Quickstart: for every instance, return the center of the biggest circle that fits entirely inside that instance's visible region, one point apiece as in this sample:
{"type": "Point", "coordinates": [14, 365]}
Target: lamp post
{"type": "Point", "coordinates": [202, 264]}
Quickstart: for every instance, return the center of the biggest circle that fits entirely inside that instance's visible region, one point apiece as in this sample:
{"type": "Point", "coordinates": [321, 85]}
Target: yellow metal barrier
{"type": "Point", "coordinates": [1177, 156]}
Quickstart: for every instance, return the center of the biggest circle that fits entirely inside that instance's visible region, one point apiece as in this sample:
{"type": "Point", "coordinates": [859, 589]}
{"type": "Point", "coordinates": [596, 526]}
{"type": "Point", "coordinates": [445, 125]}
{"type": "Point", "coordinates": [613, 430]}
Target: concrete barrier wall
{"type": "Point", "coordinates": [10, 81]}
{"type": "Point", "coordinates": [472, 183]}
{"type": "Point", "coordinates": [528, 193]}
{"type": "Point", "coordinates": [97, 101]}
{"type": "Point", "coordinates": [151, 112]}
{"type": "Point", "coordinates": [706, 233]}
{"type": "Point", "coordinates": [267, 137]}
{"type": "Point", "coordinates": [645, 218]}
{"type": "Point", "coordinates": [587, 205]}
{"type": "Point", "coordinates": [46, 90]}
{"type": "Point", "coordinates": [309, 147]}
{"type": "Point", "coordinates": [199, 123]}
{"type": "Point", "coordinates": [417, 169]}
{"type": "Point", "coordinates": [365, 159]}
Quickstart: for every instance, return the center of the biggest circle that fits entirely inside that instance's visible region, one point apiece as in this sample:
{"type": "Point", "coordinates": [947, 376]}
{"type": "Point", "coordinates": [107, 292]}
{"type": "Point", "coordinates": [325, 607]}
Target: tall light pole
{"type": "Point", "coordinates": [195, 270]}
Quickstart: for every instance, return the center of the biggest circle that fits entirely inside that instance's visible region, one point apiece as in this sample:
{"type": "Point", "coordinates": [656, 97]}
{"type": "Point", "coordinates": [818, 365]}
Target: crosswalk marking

### To do
Print, exactly as they appear above, the lines running from the one with "Target: tall light pole" through the final line.

### Task response
Target: tall light pole
{"type": "Point", "coordinates": [195, 270]}
Quickstart: for every instance, return the center of the biggest circle that fits entirely inside that instance's visible region, one point apiece as in this sample:
{"type": "Point", "coordinates": [656, 97]}
{"type": "Point", "coordinates": [818, 365]}
Target: crosswalk marking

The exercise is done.